**Data**

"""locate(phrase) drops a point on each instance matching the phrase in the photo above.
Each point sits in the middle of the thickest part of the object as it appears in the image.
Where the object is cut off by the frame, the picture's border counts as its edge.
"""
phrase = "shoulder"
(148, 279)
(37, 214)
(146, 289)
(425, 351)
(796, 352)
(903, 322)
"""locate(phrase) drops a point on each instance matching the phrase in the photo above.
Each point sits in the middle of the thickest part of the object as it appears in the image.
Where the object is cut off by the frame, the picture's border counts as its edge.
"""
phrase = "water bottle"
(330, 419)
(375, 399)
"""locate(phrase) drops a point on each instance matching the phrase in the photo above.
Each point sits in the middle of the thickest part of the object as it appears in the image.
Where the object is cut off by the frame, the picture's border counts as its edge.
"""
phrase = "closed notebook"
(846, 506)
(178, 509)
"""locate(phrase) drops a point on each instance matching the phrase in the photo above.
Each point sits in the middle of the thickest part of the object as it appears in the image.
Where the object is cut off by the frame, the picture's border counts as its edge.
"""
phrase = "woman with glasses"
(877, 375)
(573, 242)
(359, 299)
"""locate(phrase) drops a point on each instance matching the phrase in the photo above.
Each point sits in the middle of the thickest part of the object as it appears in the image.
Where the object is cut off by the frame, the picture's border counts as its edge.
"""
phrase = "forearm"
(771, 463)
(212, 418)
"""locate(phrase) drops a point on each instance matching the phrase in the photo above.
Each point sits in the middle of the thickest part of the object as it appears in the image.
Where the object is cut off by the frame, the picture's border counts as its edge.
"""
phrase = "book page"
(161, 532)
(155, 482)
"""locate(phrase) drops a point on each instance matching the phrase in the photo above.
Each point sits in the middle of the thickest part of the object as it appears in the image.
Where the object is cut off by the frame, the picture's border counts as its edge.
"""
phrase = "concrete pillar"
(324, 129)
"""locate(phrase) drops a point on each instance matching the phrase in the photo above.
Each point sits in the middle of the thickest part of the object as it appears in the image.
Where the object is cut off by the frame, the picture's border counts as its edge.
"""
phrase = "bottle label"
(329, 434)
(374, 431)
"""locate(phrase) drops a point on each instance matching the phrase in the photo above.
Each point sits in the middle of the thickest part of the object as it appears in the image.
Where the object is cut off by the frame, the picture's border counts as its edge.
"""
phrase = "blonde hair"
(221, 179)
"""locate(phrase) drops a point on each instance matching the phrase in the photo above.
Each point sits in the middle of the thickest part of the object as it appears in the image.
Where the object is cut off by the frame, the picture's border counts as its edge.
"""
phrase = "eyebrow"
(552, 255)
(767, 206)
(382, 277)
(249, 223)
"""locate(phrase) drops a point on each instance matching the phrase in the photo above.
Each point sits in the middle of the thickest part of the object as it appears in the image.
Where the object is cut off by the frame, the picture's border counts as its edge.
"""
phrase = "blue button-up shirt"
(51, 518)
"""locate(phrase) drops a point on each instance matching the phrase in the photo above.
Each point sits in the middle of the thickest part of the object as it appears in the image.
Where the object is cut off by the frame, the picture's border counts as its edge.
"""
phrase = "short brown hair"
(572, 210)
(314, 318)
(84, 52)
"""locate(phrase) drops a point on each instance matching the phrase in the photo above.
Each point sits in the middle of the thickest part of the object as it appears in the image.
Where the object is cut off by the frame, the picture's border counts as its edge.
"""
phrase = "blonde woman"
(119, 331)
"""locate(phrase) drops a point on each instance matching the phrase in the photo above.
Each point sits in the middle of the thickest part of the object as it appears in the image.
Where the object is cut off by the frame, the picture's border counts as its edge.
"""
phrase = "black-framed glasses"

**What this task involves**
Reproduce the data in full, exactly as presented.

**Solved problem**
"""locate(phrase) drops a point on each instance matching the phrase in the photo above.
Each point sits in the middle of the thickest part of the object as it appears in the image.
Where the object is cut off by the frame, the picture's border counts as its edge.
"""
phrase = "shoulder"
(148, 279)
(37, 214)
(146, 289)
(425, 351)
(796, 352)
(903, 322)
"""locate(phrase) drops a point on each instance matching the phrase in the photo above.
Each point sits in the middle of the thickest part of the object as it appears in the image.
Where the object is cut off by the frame, the picture's border counts as its edge.
"""
phrase = "water bottle"
(330, 419)
(375, 399)
"""locate(phrase) drops a point on each instance matching the phrase in the photo above.
Each point sits in the middle of the thickest part of the object as it appears in the image.
Where the object is cut off by the frame, the picture's border counts as its edge.
"""
phrase = "closed notebook"
(846, 506)
(178, 509)
"""locate(phrase) drops a point on each instance matching the phrase in the photo above.
Each point sits in the middle of the thickest part of the object as it appears in the image.
Where the object is cut off by the frame, the picture's border counts as its edge.
"""
phrase = "woman with glasses"
(877, 375)
(573, 242)
(359, 299)
"""locate(phrase) drops a point on each instance matching the phrase in the photo above.
Each point sits in the middle of the thickest part of the object as it appears in the image.
Where the object is cut off by the frame, the picture's border counts as its edge.
"""
phrase = "forearm"
(771, 463)
(212, 418)
"""locate(phrase) drops a point on each instance matching the phrase in the photo above.
Each point sits in the middle of the thickest part of the object as it appears in the image.
Where the object is cut off by the frame, the picture's border counts as its edge.
"""
phrase = "book page"
(161, 532)
(155, 482)
"""locate(phrase) drops a point on each instance matching the phrase in the photo above.
Each point sits in the middle of the thickest part of the object as it appears in the image.
Where the object is cut off by the frame, the picture's border counts as its edge.
"""
phrase = "concrete pillar"
(324, 129)
"""locate(phrase) drops a point on each instance matching the phrase in the photo above.
Each point sits in the middle of the thickest part of the object as it appears in the image.
Where the object is cut off by the frame, the picture's border counts as its edge.
"""
phrase = "bottle label"
(329, 434)
(374, 431)
"""locate(phrase) drops a point on each instance matching the phrase in the photo above.
Each point sits in the middle of the thickest part of the object as it appears in the image.
Where the object is cut off by the frame, the picture's border counts as its edge.
"""
phrase = "blonde hair"
(221, 179)
"""locate(phrase) drops a point on each instance matching the phrase in the photo above.
Each point sits in the middle of the thickest part of the object as it appears in the image.
Where the object is cut off by the frame, the picture's border counts as its edge.
"""
phrase = "eyebrow"
(552, 255)
(767, 206)
(382, 277)
(249, 223)
"""locate(phrase) drops a point on each instance matching the phrase in the photo above.
Each point sits in the middle of the thickest part of the object as it appears in the image.
Where the object is cut off by the frame, the picture's border counts as its edge.
"""
phrase = "blue button-up shirt"
(51, 518)
"""locate(phrase) drops a point on each instance matching the phrase in the photo above.
Each point sits in the middle of the thickest part of the object as it appears in the image.
Where the object is cut off by the frame, the picture's border counts as its edge.
"""
phrase = "short brown hair"
(572, 210)
(314, 318)
(84, 52)
"""locate(phrase) drops a point on each instance matching the phrase in the photo above.
Each point sits in the middle of the thickest part of the object as it appears in the image.
Where the object is cut off by the frame, the picture's border counts as its edge.
"""
phrase = "blonde woman"
(119, 331)
"""locate(phrase) drops a point on each instance matching the phrase in the photo above.
Each point sits in the middle of the thickest part of the object as it appears in the image.
Where the object is cut off by the frame, the picture's border counts as its edge.
"""
phrase = "black-framed glasses"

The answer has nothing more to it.